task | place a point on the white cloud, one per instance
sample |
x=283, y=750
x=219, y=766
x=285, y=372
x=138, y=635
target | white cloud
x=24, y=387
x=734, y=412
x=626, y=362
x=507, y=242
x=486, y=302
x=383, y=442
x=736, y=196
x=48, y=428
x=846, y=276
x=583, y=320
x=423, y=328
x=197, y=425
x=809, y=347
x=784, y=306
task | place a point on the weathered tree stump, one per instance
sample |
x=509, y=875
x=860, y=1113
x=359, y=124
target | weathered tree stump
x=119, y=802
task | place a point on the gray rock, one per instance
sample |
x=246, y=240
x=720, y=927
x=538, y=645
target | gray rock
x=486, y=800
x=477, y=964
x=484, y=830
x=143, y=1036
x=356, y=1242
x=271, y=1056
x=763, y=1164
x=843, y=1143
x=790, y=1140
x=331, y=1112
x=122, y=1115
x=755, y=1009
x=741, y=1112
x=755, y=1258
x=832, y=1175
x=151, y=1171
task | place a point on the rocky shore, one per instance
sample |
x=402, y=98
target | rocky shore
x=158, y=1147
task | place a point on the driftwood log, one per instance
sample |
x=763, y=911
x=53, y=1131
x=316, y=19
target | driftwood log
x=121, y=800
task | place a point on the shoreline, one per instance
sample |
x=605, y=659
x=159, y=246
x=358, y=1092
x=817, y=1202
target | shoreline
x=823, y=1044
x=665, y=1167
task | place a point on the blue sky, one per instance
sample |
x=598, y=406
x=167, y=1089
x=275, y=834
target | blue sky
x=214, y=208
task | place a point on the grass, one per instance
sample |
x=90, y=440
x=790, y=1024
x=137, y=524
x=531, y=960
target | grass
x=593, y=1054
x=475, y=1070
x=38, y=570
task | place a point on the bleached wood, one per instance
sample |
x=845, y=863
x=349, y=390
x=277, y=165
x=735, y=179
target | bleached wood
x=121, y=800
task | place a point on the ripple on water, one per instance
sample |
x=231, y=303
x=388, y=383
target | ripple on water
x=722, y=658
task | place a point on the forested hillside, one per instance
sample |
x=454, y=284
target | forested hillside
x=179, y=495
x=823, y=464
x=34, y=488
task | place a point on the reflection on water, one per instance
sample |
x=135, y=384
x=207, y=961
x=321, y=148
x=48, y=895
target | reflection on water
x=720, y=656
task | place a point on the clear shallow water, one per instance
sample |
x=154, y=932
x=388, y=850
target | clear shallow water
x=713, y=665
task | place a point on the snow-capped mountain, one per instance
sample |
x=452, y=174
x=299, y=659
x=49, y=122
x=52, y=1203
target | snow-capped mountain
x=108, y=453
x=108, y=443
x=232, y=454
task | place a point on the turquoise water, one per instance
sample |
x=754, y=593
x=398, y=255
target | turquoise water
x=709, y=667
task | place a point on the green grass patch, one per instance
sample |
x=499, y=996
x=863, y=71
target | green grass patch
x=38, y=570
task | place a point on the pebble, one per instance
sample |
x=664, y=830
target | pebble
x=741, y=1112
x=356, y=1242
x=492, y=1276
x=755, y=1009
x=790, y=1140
*****
▸ What is required: Please reproduce exactly the lines in the listing above from the one containing "x=159, y=246" through the one containing "task | place a point on the reflection", both included, and nothing more.

▸ Result of the task:
x=159, y=246
x=358, y=1092
x=817, y=1202
target | shoreline
x=823, y=1044
x=665, y=1167
task | place a point on the blue sky, one per instance
sample |
x=598, y=406
x=167, y=1089
x=275, y=834
target | blue sky
x=214, y=208
task | place a point on the grass, one per instance
sample |
x=90, y=440
x=790, y=1024
x=137, y=524
x=531, y=960
target | grass
x=593, y=1054
x=475, y=1070
x=38, y=570
task | place a point on the bleached wood, one per instance
sample |
x=845, y=863
x=349, y=390
x=277, y=165
x=735, y=179
target | bleached wood
x=121, y=800
task | place a point on the ripple on water, one per instance
sample |
x=231, y=303
x=388, y=383
target | ripple on water
x=722, y=658
task | place a point on the forested hillside, one per instance
sample |
x=454, y=284
target | forested hillside
x=179, y=495
x=823, y=464
x=34, y=488
task | place a point on the reflection on water, one per instance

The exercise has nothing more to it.